● **SUPPLIED DATA**
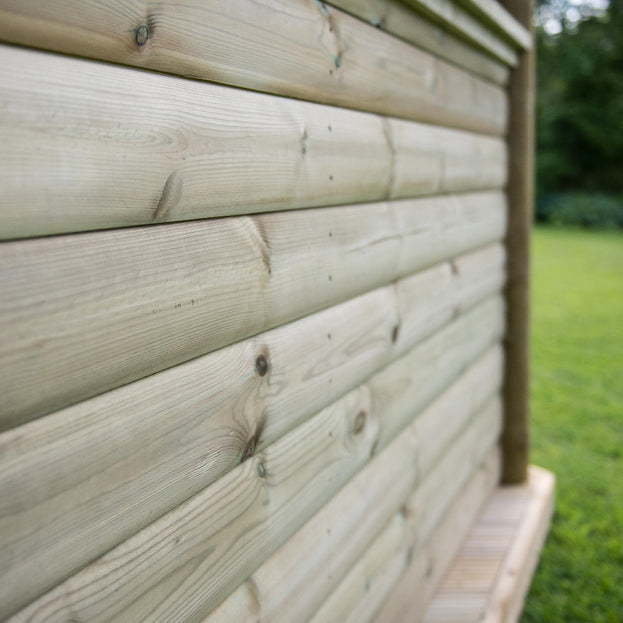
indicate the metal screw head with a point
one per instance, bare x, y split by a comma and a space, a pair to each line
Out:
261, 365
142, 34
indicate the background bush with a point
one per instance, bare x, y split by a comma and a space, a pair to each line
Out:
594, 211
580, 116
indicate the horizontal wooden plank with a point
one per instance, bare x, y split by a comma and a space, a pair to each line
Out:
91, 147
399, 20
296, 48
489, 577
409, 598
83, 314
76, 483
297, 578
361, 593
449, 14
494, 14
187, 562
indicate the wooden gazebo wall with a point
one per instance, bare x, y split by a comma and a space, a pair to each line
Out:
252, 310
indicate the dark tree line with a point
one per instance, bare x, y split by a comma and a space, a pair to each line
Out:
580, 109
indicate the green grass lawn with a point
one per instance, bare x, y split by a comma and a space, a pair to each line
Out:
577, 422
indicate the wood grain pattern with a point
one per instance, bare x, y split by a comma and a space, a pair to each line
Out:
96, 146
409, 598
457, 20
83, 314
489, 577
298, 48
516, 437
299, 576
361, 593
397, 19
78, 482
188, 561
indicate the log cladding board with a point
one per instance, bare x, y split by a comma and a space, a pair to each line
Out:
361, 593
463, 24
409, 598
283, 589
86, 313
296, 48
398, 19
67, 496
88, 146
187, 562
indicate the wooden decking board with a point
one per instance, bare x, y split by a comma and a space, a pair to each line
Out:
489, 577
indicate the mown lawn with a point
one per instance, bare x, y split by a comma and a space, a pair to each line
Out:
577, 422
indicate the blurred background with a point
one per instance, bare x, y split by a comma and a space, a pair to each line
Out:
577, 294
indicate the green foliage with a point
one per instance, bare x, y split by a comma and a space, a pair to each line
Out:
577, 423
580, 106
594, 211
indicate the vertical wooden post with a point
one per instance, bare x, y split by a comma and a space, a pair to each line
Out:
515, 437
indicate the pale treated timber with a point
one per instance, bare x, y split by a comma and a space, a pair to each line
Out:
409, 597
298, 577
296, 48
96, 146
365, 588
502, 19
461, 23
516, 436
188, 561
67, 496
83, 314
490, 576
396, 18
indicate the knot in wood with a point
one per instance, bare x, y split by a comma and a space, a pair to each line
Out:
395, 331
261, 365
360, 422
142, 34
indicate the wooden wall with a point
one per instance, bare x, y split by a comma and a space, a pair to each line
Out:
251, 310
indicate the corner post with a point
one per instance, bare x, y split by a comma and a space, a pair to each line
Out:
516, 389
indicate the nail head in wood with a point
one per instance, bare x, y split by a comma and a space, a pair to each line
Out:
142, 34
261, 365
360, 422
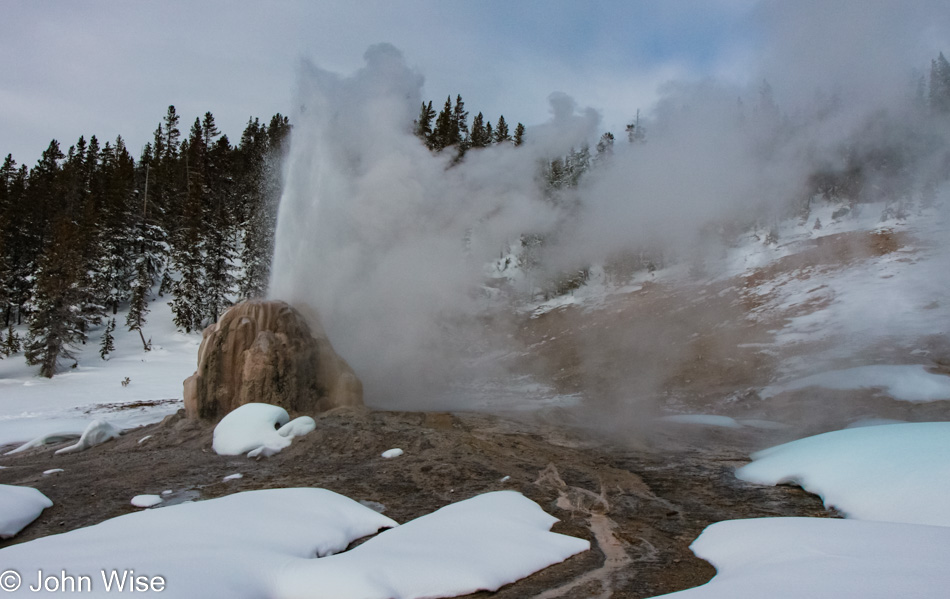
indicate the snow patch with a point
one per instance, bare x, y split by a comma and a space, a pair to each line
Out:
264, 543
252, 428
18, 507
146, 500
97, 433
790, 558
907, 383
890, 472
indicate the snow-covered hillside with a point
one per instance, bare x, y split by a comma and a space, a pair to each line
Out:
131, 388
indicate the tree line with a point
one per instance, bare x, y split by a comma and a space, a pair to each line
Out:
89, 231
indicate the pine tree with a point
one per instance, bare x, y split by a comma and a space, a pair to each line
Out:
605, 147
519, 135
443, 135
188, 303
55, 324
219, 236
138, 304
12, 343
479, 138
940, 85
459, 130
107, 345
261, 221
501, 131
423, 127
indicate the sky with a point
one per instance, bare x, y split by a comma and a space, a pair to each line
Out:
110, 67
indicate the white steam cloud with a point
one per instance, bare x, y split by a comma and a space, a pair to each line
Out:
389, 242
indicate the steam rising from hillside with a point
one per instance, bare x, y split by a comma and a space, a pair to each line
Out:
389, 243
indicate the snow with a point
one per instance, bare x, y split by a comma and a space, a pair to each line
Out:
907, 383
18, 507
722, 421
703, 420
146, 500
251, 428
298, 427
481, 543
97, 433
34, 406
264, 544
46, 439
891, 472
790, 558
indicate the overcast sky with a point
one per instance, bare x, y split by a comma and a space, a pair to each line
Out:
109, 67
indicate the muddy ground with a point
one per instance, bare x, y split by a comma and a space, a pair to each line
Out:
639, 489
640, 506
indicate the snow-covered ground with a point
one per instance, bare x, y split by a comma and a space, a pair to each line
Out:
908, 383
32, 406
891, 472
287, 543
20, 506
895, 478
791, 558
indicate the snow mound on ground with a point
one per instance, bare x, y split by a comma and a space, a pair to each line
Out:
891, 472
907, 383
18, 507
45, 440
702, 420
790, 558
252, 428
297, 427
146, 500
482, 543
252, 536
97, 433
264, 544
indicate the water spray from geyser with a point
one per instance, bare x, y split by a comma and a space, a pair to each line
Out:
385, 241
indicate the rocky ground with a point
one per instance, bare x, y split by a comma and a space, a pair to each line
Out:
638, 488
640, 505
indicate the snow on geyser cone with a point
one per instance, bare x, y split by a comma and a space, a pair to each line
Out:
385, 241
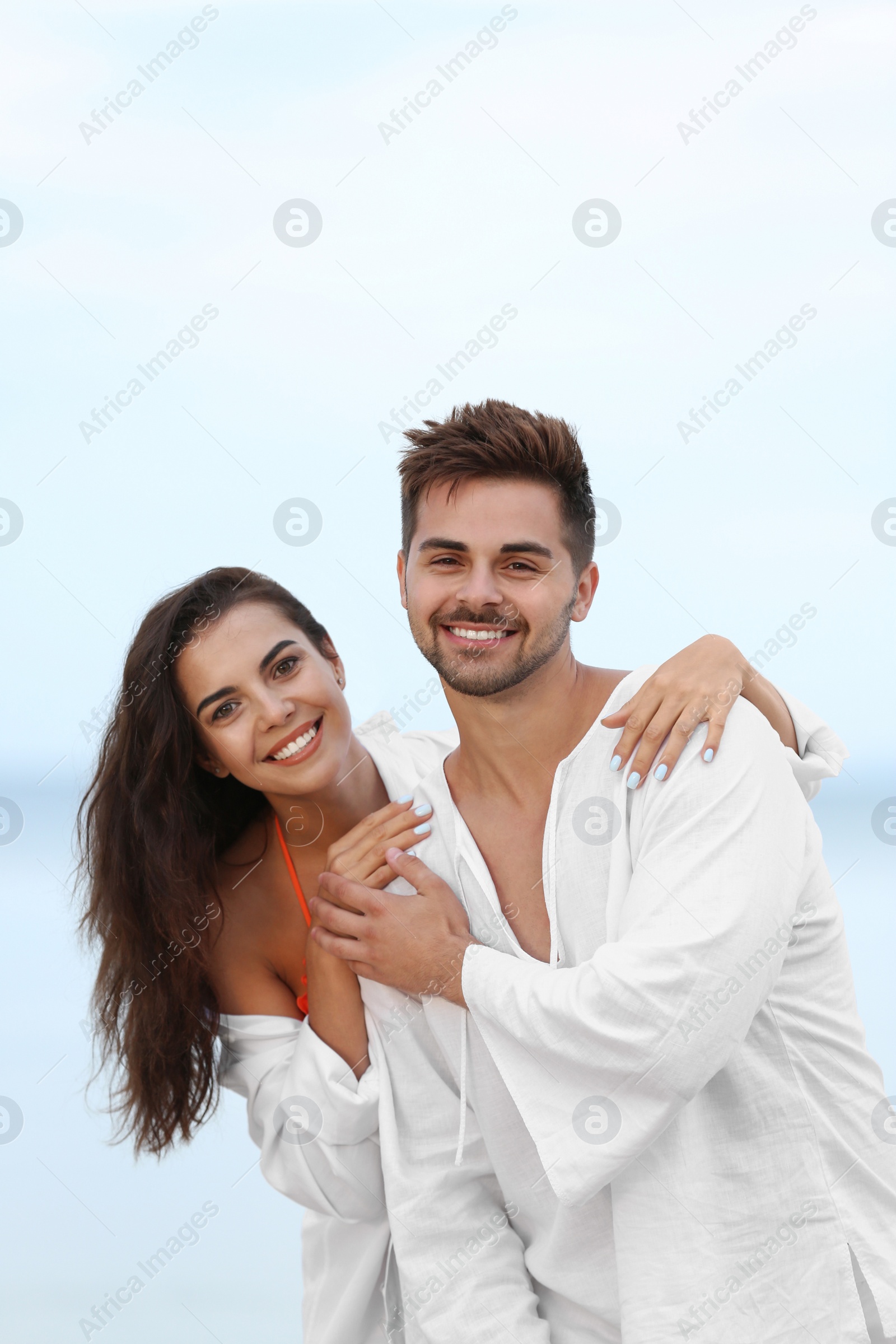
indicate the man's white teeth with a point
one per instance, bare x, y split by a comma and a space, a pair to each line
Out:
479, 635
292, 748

● **PROBLEM TO SOLVE**
Filter the listing above by the word "wall"; copy each line that passes.

● **EXERCISE OUTPUT**
indicate the wooden gazebo wall with a point
indicate the wooden wall with a point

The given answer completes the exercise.